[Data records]
┌──
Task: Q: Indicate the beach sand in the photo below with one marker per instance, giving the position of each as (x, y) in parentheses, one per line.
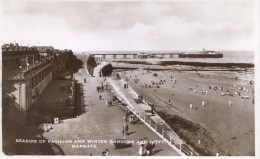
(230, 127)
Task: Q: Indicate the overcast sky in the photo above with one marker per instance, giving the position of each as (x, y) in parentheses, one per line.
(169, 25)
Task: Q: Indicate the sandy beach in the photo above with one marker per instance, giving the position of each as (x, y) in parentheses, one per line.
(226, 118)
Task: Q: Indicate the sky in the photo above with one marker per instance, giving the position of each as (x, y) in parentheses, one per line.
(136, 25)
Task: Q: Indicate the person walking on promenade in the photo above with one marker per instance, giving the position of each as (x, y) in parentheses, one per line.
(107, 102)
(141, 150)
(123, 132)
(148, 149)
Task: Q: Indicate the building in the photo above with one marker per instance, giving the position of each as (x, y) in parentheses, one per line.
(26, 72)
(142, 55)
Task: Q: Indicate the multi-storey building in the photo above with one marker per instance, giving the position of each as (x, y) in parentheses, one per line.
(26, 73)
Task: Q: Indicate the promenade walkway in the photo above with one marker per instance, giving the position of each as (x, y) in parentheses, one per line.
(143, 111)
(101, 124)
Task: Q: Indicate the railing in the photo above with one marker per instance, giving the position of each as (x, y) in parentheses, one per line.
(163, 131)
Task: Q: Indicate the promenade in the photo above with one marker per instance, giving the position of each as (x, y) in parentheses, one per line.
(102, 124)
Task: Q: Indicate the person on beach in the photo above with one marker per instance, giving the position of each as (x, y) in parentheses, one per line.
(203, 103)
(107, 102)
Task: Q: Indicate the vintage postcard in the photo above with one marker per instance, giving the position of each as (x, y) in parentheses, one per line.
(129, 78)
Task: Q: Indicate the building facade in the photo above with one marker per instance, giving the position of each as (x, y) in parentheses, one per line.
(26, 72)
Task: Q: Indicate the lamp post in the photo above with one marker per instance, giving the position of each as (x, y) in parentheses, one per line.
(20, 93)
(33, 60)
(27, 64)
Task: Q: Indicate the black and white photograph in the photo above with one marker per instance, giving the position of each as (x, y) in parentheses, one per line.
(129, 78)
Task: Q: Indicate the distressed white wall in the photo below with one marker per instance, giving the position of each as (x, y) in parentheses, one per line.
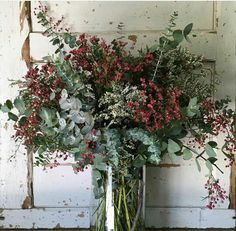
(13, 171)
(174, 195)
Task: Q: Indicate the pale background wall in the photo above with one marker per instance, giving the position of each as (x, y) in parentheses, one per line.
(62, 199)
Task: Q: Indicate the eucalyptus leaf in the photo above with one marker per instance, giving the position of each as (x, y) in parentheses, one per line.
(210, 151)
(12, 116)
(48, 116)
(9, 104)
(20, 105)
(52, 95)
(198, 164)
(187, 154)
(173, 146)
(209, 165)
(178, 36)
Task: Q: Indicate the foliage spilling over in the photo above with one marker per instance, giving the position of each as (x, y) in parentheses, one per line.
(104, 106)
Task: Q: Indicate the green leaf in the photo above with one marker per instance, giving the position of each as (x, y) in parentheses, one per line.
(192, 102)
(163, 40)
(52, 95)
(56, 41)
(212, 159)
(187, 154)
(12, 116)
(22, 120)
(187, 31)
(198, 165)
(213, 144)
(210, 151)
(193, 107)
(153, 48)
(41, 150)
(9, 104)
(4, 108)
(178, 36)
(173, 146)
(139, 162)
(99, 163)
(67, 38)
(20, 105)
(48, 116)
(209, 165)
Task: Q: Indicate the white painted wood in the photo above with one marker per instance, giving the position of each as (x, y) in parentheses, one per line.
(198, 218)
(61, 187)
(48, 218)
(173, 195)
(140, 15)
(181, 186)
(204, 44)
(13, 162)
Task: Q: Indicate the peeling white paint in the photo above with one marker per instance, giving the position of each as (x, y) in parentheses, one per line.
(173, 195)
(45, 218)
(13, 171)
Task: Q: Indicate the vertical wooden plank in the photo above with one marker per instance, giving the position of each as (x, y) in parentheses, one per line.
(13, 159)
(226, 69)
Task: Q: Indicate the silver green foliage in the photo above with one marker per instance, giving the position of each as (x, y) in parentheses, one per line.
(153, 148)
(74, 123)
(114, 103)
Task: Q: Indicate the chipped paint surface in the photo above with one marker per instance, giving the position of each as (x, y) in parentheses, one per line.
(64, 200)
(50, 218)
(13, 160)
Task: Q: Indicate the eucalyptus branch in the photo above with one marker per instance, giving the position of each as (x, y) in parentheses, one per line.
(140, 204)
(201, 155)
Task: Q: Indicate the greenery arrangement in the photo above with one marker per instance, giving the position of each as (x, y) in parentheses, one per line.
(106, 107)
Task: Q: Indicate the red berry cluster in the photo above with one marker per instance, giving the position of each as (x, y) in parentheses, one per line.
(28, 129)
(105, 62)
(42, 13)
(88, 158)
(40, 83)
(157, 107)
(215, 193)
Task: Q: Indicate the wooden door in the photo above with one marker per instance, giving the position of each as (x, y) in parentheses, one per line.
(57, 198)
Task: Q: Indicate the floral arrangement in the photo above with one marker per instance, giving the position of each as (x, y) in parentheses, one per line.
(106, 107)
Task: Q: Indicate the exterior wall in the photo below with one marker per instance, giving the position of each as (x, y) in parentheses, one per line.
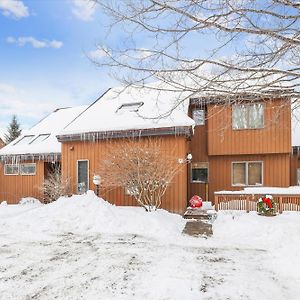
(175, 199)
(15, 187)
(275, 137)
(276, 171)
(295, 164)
└──
┌──
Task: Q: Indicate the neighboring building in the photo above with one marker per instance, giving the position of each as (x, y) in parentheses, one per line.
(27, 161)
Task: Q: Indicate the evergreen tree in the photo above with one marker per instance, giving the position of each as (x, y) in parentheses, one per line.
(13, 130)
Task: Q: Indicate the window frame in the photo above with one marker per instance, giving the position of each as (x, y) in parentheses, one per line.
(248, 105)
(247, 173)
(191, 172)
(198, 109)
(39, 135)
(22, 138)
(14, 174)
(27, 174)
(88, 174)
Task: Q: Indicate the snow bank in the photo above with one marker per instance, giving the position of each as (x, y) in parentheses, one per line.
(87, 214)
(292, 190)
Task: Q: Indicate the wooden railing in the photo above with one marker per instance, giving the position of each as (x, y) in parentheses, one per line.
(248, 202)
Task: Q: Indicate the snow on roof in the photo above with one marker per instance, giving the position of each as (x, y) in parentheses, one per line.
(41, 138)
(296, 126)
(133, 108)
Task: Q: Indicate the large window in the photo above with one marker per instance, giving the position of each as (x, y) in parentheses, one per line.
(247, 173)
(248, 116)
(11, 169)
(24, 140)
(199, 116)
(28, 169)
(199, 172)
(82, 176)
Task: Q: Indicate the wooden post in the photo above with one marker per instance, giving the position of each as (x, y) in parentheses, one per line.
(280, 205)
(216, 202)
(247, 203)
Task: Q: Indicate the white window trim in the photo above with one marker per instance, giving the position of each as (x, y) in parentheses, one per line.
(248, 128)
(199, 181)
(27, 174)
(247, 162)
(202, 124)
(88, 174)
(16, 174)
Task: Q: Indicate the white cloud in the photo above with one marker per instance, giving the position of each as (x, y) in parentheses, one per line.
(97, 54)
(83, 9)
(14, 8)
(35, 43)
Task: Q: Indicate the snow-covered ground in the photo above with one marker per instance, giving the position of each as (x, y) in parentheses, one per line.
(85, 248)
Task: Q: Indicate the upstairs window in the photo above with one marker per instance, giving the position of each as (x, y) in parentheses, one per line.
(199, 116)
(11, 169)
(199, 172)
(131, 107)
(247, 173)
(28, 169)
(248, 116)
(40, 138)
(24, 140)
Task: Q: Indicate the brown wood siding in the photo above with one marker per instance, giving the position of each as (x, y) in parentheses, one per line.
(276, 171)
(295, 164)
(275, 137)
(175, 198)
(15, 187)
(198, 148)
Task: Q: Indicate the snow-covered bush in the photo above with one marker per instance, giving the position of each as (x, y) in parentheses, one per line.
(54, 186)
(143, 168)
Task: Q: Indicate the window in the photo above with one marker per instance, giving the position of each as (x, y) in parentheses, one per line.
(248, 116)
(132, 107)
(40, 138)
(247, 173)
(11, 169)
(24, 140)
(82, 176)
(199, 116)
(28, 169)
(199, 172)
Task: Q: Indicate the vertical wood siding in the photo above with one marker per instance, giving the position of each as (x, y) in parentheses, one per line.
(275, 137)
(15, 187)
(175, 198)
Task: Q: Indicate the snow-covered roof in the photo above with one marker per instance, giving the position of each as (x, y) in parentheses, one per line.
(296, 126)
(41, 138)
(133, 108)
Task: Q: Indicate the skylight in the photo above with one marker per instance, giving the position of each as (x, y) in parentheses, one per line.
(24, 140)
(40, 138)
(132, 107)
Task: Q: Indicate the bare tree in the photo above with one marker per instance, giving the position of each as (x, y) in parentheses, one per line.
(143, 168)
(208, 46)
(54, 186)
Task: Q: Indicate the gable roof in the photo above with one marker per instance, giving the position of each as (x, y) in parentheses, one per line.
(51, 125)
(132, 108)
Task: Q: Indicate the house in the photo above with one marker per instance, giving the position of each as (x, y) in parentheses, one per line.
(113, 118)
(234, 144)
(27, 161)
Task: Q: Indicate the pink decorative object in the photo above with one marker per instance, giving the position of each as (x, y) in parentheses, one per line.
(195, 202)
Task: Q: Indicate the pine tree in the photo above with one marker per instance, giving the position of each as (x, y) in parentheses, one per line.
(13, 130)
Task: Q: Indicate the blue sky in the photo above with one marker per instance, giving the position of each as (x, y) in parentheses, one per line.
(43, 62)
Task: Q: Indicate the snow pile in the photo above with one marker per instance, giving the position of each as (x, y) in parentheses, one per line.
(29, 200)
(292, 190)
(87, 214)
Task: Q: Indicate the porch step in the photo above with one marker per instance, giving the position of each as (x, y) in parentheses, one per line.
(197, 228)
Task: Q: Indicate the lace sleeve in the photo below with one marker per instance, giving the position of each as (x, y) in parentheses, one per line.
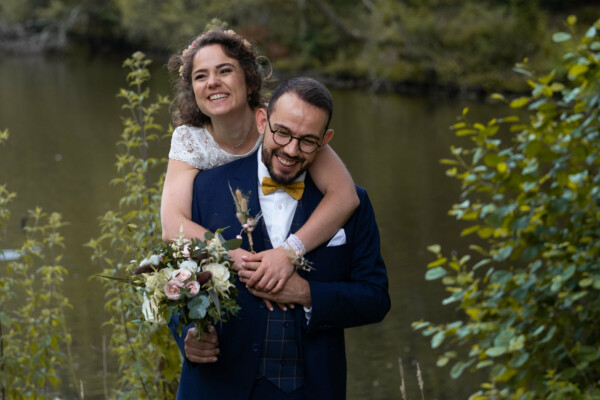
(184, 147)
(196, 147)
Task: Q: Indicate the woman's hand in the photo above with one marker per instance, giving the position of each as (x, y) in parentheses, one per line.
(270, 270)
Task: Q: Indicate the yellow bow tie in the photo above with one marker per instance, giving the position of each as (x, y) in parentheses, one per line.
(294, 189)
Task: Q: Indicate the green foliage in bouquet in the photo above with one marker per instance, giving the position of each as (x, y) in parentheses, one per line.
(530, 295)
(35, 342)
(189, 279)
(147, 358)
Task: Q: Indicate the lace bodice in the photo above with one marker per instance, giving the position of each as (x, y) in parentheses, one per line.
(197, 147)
└──
Filter the listing above, copying every line that contains the word "siding". Case counts.

Task: Q: Indicate the brown wood siding in the photo above with one marker per instance, giving the position of each as (x, y) in parentheses, one per line.
Task: Q: Indicate the vertical wood siding in the photo above with one marker per instance, giving the position of each as (x, y) in parentheses, one per line.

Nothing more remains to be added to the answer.